**Given instruction 1:**
Answer these about the court opinion below, one per line:
(a) Which judge presided in the circuit court?
(b) On what date was rehearing denied?
(c) On what date did the plaintiffs file their petition seeking interest?

========================

OPINION FILED APRIL 25, 1979.

NEUBERT ET AL., PLAINTIFFS-APPELLANTS,

v.

CHARLES P. FOXWORTHY, EX-OFFICIO COUNTY COLLECTOR OF VERMILION COUNTY, DEFENDANT-APPELLEE.



APPEAL from the Circuit Court of Vermilion County; the Hon. CARL A. LUND, Judge, presiding.

MR. PRESIDING JUSTICE REARDON DELIVERED THE OPINION OF THE COURT:

Rehearing denied June 14, 1979.

The plaintiffs are taxpayers who brought suit in the circuit court of Vermilion County against the defendant, Charles P. Foxworthy, as ex-officio county collector, seeking refunds for taxes paid by them for the year 1972 on certain real property in the county. Following a hearing, the circuit court found in favor of the plaintiffs as to all but a few of the tracts and a judgment ordering refunds was entered on July 26, 1974. On appeal by the defendant, this court affirmed in Andrews v. Foxworthy (1976), 43 Ill. App.3d 438, 357 N.E.2d 678. The supreme court subsequently affirmed in Andrews v. Foxworthy (1978), 71 Ill.2d 13, 373 N.E.2d 1332. Following the supreme court decision, the refunds were made in full. On April 14, 1978, plaintiffs filed a petition seeking interest from the date the circuit court entered judgment on July 26, 1974, until the dates the refunds were actually paid. On May 17, 1978, the circuit court entered an order denying plaintiffs' motion seeking assessment of interest. On appeal, plaintiffs contend that interest may be assessed on a judgment of refund for real estate taxes from the date of judgment until the date of payment.

========================

**Given instruction 2:** Turn the records into a numbered list, beginning at the line that has "Indicate one point per instance of the grass field" and ending with the last line of the records. Leave out any blank lines.

========================

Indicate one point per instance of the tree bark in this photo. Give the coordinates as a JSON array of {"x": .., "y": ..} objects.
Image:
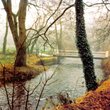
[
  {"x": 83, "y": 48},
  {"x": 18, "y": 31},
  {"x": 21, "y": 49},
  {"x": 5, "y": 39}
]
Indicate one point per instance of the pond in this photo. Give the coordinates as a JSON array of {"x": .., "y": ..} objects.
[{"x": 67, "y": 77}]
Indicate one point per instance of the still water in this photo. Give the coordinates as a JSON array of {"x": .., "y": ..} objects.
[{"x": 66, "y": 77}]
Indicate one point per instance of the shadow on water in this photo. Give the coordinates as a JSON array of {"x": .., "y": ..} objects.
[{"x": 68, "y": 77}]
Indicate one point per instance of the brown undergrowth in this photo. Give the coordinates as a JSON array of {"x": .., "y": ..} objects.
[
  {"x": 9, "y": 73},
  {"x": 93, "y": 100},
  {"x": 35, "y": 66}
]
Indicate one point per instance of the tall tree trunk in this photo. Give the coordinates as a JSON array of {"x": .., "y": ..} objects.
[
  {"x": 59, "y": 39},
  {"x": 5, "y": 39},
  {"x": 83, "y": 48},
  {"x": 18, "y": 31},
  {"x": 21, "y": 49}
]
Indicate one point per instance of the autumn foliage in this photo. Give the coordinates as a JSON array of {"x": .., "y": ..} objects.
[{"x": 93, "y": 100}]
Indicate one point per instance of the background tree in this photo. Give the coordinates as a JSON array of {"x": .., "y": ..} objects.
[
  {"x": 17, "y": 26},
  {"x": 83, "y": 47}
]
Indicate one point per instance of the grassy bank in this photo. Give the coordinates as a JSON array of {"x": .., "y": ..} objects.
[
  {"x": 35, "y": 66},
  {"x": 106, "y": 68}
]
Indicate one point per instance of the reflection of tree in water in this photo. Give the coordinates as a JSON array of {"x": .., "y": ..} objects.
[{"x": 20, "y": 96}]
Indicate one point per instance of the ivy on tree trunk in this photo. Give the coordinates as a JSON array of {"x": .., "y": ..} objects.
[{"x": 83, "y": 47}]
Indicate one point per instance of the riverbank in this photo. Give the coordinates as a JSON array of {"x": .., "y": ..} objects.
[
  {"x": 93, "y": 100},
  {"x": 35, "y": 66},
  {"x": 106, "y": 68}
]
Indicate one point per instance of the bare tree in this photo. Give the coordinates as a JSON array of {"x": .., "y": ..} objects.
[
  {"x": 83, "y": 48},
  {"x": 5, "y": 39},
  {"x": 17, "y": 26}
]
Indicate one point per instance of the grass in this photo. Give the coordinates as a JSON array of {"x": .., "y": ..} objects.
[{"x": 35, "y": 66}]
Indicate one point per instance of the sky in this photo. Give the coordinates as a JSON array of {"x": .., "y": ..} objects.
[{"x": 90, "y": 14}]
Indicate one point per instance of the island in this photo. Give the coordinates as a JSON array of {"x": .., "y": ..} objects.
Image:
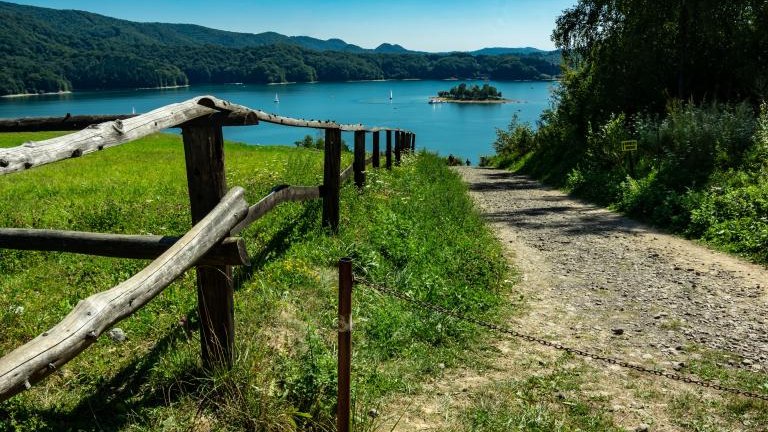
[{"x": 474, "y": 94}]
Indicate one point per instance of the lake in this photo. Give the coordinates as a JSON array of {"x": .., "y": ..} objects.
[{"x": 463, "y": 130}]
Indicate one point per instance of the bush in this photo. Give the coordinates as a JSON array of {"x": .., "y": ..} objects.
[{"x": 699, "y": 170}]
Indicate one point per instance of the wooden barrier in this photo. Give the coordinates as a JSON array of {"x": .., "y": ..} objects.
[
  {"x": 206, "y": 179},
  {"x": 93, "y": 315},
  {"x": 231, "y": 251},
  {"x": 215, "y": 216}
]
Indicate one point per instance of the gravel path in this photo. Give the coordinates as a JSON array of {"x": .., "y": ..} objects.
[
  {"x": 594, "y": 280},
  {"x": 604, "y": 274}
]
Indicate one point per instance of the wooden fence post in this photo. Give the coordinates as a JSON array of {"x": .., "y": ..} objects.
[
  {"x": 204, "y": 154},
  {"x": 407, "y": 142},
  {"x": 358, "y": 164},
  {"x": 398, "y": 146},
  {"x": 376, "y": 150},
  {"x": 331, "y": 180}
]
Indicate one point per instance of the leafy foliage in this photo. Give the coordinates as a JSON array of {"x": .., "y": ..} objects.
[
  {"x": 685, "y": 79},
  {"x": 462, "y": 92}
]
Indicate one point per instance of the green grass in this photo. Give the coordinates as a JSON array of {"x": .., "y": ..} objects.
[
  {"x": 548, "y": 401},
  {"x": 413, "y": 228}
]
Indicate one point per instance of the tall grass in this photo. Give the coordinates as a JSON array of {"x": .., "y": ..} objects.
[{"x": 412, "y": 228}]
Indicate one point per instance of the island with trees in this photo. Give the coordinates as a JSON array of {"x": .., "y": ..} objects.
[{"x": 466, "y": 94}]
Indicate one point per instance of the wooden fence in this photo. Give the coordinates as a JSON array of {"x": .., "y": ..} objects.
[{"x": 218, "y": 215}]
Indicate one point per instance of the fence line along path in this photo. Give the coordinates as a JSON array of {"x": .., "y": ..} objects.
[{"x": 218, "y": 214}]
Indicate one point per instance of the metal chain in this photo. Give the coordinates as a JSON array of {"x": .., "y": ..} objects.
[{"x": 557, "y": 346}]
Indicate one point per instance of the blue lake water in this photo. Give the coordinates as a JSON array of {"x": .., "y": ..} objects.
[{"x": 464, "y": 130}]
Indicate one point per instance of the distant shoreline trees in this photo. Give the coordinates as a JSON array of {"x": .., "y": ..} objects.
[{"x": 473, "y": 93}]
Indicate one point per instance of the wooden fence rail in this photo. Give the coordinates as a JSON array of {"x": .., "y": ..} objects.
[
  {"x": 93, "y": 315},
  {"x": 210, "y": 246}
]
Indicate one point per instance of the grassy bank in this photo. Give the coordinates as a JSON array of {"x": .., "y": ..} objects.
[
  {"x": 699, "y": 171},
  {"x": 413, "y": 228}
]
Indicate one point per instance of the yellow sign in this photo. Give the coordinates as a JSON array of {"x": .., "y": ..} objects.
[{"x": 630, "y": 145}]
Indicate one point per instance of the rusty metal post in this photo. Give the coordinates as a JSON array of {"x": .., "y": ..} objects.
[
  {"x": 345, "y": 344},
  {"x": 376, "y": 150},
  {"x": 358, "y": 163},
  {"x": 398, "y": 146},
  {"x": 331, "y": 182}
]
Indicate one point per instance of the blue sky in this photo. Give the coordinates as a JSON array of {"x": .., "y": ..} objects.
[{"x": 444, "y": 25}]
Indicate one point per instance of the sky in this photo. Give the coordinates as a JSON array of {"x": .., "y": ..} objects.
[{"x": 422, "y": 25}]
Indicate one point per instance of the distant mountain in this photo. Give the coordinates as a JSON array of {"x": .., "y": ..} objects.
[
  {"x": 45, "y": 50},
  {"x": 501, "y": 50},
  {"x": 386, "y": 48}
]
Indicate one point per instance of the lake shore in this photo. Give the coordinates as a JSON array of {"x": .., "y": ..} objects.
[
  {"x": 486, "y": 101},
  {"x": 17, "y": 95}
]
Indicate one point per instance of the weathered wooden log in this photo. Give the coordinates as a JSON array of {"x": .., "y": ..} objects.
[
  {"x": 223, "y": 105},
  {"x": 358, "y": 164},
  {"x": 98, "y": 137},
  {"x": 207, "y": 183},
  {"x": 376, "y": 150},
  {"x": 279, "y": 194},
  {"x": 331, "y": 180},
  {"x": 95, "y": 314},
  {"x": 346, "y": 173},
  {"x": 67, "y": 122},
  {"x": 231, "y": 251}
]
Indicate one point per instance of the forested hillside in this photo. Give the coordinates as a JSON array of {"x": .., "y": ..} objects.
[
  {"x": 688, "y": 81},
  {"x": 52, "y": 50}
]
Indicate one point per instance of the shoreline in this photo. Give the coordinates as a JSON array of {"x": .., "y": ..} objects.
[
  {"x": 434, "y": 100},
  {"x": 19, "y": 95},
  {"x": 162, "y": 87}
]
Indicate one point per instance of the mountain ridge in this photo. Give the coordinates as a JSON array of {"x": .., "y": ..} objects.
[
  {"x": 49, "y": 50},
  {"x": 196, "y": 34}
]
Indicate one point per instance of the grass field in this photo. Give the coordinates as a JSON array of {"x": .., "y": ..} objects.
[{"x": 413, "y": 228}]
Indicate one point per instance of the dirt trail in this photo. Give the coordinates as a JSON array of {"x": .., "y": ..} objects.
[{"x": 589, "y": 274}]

========================

**Final answer 1:**
(a) The Hon. Carl A. Lund
(b) June 14, 1979
(c) April 14, 1978

**Final answer 2:**
1. Indicate one point per instance of the grass field in this photo. Give the coordinates as a JSON array of {"x": .., "y": ..} objects.
2. [{"x": 413, "y": 228}]
3. Indicate one point per instance of the dirt trail in this photo. Give the coordinates as a JSON array of {"x": .., "y": ..} objects.
4. [{"x": 589, "y": 274}]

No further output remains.